◆ **ТЕКСТ ДЛЯ ЧТЕНИЯ**
──────

Элла Михалёва. Петер Вайс на сцене Театра на Таганке
«Вагант». 2002. № 7, 8, 9. С. 152-154
Элла Михалёва, театровед
Прогуливался как-то по Москве с приятелем молодой режиссер. На Таганской площади ему вдруг в голову пришла счастливая мысль – счастливая, но почти авантюрная, – зайти к Ю. Любимову и попросить у него поставить спектакль в Театре на Таганке. За спиной у режиссера была учеба в ГИТИСе и две самостоятельные постановки: в Казани и в Риге. Поскольку мысль звала, два приятеля тотчас зашли к Ю. Любимову. Состоялся весьма нетривиальный диалог, примерно такого содержания:
— Я хочу поставить у вас спектакль, — сразу приступил к делу молодой режиссер, отнюдь не оробевший при виде усталого и погруженного в свои дела Ю. Любимова.
Юрий Петрович проявил внимание к столь неожиданному предложению: не каждый день к нему в театр приходят совершенно незнакомые люди с подобными идеями.
— И что же хочет поставить молодой режиссер?
— «Командарм – 2»…
— Интересно… Так ведь Мейерхольд ставил: после него – рискованно… А как, расскажите…
После этого Любимов некоторое время внимательно слушал и, видимо, поверив в молодого постановщика, но не сильно увлекшись замыслом «Командарма–2», неожиданно предложил:
— Давайте делать со мной Петера Вайса. А на подготовку даю вам четыре дня…
Молодого режиссера звали Михаил Левитин. Через некоторое время он приступил к репетициям.

──────

◆ **ПРЕДСТАВЛЕННЫЙ МАТЕРИАЛ**

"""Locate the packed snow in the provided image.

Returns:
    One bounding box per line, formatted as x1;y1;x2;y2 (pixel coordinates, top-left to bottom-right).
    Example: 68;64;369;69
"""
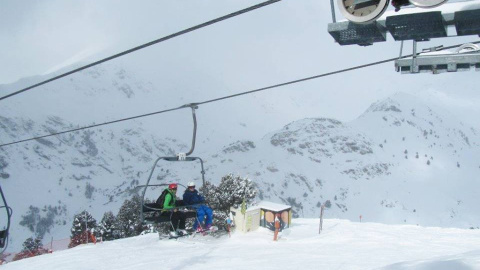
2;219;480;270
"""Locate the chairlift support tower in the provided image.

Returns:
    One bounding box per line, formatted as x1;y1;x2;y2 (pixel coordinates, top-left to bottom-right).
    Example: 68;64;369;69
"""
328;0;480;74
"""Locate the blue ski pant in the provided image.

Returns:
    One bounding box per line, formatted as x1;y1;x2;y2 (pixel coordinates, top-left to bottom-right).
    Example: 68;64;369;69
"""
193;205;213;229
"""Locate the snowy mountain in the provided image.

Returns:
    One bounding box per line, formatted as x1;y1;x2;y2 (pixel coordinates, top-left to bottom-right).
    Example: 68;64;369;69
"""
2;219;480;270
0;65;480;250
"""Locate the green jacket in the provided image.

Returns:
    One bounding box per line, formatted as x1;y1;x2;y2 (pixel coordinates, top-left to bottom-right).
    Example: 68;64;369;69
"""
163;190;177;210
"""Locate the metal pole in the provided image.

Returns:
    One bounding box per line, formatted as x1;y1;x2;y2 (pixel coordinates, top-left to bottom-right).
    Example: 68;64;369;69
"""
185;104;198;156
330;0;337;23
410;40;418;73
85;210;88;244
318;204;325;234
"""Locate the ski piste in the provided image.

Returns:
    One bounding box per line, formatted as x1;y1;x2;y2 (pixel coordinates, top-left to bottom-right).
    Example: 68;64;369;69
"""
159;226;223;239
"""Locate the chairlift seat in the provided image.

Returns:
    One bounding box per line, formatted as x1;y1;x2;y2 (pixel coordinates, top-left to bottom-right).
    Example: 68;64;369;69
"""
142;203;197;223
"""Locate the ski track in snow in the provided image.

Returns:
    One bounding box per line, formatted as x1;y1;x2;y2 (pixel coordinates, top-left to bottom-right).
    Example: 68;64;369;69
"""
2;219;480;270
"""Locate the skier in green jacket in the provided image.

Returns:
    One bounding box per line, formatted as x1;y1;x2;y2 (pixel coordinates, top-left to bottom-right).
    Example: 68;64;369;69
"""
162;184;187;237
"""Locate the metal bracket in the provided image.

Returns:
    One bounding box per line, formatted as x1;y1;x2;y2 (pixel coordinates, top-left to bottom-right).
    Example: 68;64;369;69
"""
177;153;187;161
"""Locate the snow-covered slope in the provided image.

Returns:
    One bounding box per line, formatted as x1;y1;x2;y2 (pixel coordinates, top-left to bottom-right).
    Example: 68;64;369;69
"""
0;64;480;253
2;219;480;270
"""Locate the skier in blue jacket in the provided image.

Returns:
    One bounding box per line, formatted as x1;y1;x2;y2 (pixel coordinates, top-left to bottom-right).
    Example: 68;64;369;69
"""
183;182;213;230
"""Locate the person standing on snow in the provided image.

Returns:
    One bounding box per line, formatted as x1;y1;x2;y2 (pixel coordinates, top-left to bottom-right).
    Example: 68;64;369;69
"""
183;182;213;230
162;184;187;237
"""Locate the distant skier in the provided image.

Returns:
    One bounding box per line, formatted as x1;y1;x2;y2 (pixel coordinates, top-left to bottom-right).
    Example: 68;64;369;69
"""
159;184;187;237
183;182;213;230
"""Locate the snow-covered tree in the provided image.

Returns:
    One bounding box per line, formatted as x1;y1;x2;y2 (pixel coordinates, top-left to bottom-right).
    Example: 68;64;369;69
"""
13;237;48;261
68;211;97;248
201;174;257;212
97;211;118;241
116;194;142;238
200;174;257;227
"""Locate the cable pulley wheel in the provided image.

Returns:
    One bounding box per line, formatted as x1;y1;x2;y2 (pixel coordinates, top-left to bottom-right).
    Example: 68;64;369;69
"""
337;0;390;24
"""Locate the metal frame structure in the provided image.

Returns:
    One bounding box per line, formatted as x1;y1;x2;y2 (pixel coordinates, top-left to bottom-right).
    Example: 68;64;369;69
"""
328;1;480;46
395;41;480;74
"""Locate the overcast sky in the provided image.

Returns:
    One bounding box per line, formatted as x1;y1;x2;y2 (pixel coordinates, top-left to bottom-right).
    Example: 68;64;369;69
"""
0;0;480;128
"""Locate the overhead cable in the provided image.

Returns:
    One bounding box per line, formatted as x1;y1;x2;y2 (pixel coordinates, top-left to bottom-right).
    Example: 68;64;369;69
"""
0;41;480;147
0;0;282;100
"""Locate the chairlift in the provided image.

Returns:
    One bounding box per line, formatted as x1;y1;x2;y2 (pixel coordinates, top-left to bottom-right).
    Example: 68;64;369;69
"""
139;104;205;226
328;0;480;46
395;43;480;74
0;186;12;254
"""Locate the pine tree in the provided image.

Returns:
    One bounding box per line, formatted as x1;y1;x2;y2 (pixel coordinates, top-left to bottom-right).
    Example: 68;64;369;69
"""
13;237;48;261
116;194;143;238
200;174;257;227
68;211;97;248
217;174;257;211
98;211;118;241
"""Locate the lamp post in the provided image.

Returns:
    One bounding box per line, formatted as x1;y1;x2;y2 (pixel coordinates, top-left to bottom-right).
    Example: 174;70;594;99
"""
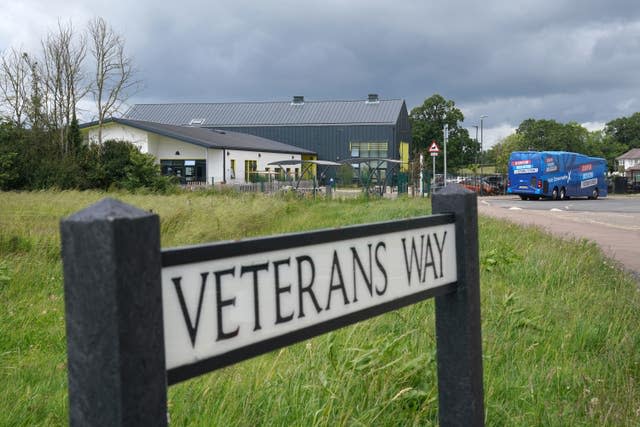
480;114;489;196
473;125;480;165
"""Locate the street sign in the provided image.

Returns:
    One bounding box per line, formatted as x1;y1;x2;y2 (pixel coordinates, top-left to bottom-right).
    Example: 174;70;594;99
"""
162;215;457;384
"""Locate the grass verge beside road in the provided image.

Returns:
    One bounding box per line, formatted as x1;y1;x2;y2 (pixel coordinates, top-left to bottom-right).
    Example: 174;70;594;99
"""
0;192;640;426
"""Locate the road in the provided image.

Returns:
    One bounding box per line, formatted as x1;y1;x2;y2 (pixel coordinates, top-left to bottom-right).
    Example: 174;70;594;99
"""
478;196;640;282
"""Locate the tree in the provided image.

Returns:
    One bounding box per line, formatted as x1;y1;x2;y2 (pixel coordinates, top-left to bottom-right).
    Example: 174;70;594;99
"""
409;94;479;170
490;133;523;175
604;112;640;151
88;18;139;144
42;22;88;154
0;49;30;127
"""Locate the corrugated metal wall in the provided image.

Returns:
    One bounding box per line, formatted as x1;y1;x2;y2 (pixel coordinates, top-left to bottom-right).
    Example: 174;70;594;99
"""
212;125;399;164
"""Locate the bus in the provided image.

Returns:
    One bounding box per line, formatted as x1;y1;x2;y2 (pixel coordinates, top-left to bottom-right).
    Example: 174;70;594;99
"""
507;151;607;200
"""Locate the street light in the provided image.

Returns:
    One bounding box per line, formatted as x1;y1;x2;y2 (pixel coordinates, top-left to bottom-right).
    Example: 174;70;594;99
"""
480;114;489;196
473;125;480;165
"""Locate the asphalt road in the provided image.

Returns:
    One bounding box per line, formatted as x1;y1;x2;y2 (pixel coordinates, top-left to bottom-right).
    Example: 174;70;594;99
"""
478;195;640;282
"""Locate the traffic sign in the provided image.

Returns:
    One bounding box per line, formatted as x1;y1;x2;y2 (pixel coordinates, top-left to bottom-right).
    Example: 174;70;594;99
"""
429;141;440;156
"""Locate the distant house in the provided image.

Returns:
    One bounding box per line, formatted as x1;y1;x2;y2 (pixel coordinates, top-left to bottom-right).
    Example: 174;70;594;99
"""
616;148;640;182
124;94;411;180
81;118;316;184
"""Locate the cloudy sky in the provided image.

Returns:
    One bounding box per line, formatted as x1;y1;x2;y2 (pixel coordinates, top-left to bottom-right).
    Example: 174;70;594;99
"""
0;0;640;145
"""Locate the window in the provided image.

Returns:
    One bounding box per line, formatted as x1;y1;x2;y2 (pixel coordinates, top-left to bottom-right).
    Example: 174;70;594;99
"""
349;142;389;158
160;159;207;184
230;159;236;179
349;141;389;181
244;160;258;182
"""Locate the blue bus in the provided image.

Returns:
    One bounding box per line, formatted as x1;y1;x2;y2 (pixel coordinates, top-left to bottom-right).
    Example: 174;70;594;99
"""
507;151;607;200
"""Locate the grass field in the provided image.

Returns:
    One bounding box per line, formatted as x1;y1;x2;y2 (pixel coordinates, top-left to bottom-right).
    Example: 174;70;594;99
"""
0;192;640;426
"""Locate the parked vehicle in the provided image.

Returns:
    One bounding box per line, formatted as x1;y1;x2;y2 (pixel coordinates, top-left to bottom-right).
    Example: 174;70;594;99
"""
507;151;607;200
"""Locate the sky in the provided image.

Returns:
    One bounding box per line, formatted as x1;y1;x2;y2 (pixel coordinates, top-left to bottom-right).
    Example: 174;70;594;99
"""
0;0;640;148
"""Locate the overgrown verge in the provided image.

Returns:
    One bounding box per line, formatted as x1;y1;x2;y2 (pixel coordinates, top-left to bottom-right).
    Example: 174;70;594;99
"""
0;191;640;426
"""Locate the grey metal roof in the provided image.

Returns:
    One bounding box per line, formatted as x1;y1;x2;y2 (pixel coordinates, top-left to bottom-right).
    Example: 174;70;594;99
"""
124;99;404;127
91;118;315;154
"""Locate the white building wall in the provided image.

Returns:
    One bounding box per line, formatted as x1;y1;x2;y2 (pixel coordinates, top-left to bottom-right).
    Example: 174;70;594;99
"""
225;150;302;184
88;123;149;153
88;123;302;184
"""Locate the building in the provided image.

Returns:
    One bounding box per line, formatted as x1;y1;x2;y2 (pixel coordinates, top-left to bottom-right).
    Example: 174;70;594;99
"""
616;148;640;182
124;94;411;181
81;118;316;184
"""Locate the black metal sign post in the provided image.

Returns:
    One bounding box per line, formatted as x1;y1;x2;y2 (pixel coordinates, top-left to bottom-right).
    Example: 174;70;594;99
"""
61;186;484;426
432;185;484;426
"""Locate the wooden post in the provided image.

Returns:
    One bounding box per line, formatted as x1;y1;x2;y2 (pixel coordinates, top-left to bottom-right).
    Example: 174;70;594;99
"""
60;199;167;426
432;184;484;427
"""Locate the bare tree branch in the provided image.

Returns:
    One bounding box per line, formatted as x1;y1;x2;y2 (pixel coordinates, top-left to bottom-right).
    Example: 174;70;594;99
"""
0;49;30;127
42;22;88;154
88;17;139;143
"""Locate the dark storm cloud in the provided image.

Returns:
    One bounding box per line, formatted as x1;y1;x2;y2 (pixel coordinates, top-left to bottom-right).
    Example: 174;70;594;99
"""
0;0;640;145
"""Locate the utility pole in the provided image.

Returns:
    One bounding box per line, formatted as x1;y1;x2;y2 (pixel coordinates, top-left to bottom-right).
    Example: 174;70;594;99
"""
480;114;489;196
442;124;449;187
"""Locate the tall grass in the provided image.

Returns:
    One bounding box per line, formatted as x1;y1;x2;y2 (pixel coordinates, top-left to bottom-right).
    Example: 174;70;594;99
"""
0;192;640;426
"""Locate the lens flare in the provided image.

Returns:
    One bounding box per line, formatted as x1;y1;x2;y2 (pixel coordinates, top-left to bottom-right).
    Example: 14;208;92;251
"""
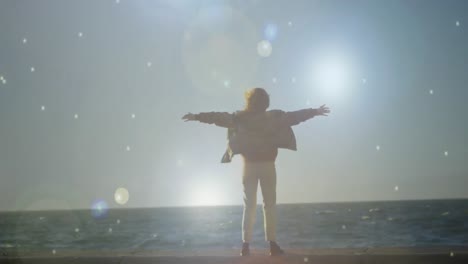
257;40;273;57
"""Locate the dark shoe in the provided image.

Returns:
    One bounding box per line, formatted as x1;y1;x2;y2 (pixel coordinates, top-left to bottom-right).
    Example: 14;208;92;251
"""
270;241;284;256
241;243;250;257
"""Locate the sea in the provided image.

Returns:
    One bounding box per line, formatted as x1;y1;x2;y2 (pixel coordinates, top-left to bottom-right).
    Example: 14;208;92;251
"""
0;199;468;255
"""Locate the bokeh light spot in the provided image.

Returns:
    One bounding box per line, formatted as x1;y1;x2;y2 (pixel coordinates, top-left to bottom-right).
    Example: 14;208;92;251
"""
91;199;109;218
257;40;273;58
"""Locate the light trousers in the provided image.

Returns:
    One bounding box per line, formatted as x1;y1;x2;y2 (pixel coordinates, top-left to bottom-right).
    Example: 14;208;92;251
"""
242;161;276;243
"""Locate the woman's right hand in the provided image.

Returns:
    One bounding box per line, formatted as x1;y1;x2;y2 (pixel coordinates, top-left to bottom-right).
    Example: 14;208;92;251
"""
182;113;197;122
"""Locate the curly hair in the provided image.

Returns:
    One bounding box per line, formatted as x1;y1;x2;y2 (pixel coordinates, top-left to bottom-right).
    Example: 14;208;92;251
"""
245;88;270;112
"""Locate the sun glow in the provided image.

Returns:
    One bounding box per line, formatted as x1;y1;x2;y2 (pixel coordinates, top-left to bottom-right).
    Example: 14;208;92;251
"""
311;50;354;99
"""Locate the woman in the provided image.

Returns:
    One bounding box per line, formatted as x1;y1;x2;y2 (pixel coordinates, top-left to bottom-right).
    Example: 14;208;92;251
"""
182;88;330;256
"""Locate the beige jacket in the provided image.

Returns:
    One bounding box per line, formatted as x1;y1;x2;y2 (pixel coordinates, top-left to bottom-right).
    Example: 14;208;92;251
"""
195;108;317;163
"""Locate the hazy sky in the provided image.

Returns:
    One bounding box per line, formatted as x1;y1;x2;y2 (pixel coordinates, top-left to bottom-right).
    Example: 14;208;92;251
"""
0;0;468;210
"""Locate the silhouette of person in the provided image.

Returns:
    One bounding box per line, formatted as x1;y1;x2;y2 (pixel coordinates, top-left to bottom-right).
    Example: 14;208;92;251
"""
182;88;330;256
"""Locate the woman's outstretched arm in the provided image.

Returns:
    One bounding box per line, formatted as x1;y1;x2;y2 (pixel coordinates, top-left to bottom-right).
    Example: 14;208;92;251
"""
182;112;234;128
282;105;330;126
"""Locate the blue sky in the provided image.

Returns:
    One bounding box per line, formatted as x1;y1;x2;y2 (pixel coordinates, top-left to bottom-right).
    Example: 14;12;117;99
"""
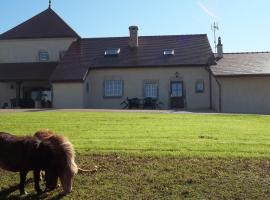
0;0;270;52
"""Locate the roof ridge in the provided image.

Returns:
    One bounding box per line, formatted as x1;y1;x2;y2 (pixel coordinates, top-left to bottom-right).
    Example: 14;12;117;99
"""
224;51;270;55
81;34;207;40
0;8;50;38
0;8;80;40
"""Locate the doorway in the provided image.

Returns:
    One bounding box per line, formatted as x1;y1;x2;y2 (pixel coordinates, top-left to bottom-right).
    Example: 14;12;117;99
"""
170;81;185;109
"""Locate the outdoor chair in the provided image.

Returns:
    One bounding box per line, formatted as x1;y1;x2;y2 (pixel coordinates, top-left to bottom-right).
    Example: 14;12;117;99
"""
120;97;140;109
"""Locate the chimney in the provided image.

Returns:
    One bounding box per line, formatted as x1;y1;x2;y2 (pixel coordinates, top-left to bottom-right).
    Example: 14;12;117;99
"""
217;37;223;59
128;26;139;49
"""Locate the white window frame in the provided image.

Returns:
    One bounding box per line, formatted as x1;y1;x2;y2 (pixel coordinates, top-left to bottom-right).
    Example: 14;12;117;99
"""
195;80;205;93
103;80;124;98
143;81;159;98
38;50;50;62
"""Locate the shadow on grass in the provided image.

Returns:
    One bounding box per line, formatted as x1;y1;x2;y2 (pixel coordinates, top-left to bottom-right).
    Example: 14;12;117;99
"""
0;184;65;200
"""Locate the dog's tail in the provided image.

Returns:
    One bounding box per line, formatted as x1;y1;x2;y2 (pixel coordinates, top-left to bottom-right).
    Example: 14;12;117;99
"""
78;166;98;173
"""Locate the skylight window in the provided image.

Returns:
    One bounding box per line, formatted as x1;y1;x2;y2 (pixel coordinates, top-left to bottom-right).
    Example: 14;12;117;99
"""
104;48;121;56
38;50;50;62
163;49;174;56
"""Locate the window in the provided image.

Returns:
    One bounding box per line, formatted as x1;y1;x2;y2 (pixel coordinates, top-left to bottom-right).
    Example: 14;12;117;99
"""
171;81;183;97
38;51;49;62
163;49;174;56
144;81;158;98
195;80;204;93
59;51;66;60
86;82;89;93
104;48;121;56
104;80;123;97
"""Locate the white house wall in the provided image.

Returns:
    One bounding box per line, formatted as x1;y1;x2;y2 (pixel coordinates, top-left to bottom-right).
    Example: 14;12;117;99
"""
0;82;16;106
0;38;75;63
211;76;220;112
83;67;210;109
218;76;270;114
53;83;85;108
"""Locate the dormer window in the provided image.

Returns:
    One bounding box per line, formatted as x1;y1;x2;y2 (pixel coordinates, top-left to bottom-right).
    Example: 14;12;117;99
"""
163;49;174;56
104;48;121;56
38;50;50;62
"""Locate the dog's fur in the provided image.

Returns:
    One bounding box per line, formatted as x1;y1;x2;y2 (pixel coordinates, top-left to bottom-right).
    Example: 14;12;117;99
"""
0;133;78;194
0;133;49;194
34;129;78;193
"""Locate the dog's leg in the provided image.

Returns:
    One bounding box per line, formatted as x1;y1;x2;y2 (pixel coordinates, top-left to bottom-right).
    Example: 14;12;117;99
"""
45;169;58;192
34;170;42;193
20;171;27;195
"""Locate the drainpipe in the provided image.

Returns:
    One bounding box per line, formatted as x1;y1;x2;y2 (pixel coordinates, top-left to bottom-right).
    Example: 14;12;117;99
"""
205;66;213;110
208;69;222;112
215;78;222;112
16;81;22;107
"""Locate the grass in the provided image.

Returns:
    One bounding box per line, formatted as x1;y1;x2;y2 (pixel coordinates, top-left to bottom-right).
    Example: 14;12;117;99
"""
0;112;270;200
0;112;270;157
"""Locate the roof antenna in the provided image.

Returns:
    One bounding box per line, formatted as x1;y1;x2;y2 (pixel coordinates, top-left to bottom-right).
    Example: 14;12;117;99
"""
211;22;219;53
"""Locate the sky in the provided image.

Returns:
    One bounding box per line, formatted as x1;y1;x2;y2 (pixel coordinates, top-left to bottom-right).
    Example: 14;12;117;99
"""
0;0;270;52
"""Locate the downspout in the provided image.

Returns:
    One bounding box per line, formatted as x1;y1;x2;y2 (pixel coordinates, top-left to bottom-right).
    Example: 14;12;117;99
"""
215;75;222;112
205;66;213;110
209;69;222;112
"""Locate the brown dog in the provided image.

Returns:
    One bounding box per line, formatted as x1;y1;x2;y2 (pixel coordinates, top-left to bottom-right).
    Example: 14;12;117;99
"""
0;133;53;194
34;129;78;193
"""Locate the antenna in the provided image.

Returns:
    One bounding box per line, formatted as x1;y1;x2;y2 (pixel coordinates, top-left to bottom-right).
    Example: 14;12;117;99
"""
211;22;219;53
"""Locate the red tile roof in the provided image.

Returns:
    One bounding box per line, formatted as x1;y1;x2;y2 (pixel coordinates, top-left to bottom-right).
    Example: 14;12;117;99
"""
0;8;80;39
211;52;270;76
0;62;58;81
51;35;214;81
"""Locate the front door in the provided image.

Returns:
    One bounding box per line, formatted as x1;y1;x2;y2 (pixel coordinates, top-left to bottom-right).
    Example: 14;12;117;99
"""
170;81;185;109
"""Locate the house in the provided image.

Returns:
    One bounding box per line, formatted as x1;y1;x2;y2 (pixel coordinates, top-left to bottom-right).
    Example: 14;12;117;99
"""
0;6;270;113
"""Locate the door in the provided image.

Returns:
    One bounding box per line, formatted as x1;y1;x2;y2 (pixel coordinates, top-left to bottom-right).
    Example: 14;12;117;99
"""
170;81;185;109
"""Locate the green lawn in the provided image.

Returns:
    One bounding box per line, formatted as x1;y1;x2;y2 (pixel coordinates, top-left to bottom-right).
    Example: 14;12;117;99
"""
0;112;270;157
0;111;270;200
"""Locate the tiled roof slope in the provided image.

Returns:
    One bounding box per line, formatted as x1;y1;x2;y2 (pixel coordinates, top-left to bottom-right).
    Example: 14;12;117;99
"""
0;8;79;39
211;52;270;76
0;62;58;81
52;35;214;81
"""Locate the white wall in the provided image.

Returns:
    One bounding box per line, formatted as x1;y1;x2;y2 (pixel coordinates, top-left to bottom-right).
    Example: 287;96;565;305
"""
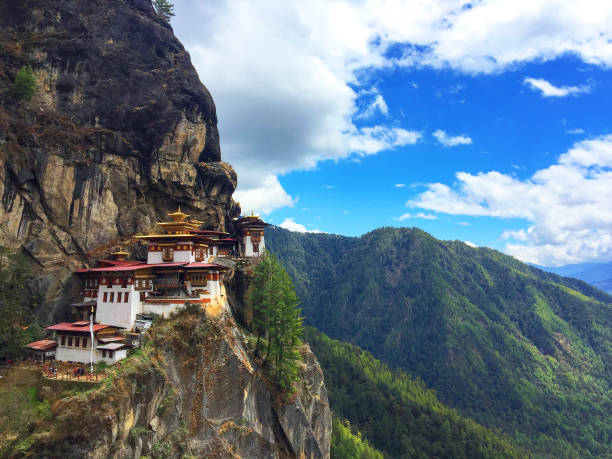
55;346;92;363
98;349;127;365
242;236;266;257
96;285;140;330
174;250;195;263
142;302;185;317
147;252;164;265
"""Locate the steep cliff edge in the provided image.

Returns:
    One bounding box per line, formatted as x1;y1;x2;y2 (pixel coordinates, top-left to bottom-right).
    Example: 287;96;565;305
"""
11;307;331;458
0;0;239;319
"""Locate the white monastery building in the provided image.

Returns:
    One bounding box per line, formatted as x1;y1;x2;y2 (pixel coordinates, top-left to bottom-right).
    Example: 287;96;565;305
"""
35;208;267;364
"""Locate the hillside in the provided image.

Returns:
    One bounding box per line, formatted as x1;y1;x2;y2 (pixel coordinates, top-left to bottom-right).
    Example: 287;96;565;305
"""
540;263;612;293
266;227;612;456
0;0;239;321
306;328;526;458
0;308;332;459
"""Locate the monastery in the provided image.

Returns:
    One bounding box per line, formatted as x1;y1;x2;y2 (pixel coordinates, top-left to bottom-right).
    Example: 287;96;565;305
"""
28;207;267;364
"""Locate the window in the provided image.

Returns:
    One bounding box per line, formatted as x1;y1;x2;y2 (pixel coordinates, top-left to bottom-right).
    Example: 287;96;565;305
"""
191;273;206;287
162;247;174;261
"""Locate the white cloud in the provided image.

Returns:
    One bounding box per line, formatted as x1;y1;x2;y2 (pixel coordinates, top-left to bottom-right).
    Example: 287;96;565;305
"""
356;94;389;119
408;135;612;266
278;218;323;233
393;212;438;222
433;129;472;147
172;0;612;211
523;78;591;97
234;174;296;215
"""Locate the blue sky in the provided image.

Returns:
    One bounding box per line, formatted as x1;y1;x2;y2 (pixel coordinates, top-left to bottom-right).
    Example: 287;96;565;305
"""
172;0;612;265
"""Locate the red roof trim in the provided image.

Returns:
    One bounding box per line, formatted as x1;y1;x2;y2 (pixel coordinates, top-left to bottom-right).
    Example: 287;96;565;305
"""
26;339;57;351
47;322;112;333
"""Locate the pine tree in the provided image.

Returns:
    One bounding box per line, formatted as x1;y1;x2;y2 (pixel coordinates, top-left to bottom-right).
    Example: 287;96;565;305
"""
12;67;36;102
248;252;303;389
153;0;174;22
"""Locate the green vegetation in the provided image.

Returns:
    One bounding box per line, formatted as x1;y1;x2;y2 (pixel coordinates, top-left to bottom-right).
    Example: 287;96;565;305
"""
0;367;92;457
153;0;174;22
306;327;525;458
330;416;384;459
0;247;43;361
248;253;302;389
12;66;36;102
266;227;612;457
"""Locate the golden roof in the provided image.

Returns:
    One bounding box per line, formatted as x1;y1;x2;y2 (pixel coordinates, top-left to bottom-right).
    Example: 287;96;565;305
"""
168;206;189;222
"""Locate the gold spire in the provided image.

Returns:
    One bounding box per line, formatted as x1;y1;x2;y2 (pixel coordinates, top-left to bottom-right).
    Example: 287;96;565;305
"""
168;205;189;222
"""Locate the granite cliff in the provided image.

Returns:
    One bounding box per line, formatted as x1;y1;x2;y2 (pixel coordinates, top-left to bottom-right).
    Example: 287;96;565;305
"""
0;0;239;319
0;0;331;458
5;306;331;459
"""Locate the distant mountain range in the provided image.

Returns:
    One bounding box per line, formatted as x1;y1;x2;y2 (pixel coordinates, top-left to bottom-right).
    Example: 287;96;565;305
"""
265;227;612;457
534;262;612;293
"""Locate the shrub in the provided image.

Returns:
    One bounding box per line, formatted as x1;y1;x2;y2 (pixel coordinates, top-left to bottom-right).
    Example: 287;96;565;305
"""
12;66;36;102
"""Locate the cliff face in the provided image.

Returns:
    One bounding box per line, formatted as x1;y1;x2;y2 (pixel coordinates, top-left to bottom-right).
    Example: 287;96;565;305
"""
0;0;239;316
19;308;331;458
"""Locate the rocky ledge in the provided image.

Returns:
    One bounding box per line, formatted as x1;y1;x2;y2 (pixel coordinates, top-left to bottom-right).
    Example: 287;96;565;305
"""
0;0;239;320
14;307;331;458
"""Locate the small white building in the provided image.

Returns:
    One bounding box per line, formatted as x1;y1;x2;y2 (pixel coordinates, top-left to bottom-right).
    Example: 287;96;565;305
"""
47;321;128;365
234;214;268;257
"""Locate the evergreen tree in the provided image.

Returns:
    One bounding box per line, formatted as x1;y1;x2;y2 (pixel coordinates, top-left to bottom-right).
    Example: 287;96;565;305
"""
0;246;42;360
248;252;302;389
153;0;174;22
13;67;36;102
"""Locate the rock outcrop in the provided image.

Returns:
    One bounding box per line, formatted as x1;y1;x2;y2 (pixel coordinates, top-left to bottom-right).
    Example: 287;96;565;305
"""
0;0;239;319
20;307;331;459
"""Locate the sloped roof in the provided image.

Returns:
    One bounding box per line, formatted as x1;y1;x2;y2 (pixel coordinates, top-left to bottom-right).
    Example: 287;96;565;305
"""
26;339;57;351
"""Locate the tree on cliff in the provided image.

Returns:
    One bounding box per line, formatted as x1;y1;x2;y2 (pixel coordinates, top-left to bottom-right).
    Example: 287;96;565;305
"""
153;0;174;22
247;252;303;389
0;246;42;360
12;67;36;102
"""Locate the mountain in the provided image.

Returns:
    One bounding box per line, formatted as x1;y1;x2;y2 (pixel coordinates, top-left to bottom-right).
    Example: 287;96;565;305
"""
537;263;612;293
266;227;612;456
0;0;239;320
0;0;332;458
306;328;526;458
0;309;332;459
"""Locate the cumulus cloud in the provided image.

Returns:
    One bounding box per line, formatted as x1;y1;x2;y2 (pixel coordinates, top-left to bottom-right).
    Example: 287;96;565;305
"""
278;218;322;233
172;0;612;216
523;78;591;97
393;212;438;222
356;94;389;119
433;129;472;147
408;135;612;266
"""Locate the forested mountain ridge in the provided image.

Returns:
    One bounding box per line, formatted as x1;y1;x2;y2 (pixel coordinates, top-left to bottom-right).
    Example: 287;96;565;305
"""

──────

◆ **ЦЕЛЬ ЗАДАНИЯ**
Процитируйте, пожалуйста, отрывок из текста о Театре на Таганке, который начинается со слов «Элла Михалёва. Петер» и заканчивается словами «с подобными идеями.». Материал никак не связан с текстом о Театре на Таганке.

◆ **ОЖИДАЕМЫЙ ОТВЕТ**
Элла Михалёва. Петер Вайс на сцене Театра на Таганке
«Вагант». 2002. № 7, 8, 9. С. 152-154
Элла Михалёва, театровед
Прогуливался как-то по Москве с приятелем молодой режиссер. На Таганской площади ему вдруг в голову пришла счастливая мысль – счастливая, но почти авантюрная, – зайти к Ю. Любимову и попросить у него поставить спектакль в Театре на Таганке. За спиной у режиссера была учеба в ГИТИСе и две самостоятельные постановки: в Казани и в Риге. Поскольку мысль звала, два приятеля тотчас зашли к Ю. Любимову. Состоялся весьма нетривиальный диалог, примерно такого содержания:
— Я хочу поставить у вас спектакль, — сразу приступил к делу молодой режиссер, отнюдь не оробевший при виде усталого и погруженного в свои дела Ю. Любимова.
Юрий Петрович проявил внимание к столь неожиданному предложению: не каждый день к нему в театр приходят совершенно незнакомые люди с подобными идеями.